WHAT IS BEING ASKED
Every line in the material below that includes "leafy" should be copied.
§ §
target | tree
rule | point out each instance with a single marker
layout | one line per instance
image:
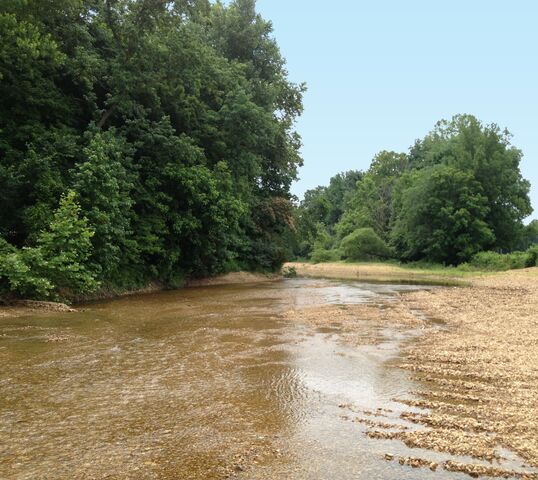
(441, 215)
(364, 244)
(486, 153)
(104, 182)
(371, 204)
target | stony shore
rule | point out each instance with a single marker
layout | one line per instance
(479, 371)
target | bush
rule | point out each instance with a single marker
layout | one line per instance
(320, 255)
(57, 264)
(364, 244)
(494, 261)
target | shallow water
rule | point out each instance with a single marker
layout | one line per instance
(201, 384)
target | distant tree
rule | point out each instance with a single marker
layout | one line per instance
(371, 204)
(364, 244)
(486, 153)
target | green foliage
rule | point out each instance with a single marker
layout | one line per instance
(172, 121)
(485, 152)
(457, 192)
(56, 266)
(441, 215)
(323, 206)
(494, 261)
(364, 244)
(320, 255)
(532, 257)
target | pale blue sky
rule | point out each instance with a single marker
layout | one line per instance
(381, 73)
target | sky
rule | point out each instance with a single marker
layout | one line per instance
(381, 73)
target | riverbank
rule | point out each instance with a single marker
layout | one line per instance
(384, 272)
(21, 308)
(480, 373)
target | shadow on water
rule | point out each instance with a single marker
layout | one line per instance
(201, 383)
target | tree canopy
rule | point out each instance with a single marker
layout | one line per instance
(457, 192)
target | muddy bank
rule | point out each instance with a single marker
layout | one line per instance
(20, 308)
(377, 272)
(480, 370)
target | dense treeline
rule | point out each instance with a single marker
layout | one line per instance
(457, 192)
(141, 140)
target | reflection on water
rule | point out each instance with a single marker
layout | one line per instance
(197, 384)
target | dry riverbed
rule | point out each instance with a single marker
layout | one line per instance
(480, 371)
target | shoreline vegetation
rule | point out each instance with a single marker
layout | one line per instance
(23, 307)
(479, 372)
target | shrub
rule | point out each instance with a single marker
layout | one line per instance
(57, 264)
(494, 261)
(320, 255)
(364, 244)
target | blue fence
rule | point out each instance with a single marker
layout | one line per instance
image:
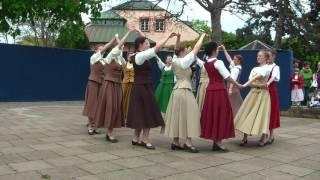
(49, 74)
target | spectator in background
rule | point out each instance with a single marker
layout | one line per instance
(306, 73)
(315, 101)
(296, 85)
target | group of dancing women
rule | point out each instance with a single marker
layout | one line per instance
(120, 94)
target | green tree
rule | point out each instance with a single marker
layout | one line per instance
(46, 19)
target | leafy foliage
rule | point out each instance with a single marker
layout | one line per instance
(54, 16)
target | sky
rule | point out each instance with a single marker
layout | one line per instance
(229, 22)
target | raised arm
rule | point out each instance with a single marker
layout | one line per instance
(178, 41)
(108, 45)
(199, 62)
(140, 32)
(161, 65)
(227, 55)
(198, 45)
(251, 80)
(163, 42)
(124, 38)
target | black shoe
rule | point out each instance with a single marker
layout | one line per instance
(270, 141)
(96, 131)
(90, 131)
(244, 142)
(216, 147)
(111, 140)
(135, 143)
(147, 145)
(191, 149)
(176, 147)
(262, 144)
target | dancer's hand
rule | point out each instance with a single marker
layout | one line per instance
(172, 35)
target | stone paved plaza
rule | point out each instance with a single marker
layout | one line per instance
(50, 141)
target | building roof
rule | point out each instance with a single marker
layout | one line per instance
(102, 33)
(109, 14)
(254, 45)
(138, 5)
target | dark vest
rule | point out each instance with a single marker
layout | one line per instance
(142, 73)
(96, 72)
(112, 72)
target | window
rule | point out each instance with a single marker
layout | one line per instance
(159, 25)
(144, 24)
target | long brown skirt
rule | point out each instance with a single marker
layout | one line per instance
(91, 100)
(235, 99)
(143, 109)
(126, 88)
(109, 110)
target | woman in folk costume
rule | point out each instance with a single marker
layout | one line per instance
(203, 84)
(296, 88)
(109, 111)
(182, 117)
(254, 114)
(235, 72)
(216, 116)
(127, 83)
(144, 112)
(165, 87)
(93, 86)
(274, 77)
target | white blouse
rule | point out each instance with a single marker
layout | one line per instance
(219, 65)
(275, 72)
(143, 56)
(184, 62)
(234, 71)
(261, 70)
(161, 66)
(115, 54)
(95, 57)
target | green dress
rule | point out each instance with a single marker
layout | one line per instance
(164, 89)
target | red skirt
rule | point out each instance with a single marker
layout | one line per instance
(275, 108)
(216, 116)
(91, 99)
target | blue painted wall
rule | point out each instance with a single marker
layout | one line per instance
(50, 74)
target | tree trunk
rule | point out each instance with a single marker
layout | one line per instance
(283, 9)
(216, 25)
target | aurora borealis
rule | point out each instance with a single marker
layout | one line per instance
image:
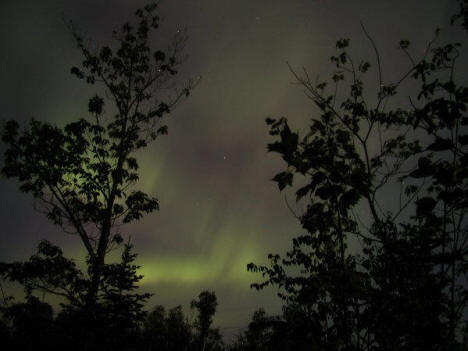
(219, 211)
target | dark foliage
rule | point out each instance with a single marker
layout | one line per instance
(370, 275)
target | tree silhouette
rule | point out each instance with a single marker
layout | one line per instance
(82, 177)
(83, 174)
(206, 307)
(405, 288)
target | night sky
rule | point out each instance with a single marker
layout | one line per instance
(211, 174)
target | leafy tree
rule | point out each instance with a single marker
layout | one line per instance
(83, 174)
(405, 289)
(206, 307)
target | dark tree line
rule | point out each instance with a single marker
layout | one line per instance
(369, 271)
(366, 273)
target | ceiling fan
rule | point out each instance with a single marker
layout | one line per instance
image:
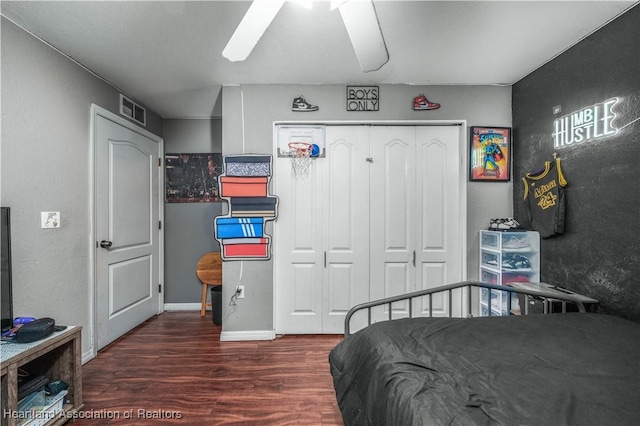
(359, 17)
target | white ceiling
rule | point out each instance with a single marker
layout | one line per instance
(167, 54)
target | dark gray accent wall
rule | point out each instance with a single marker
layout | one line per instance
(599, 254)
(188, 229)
§ §
TASK RESPONSE
target | leafy foliage
target | leafy tree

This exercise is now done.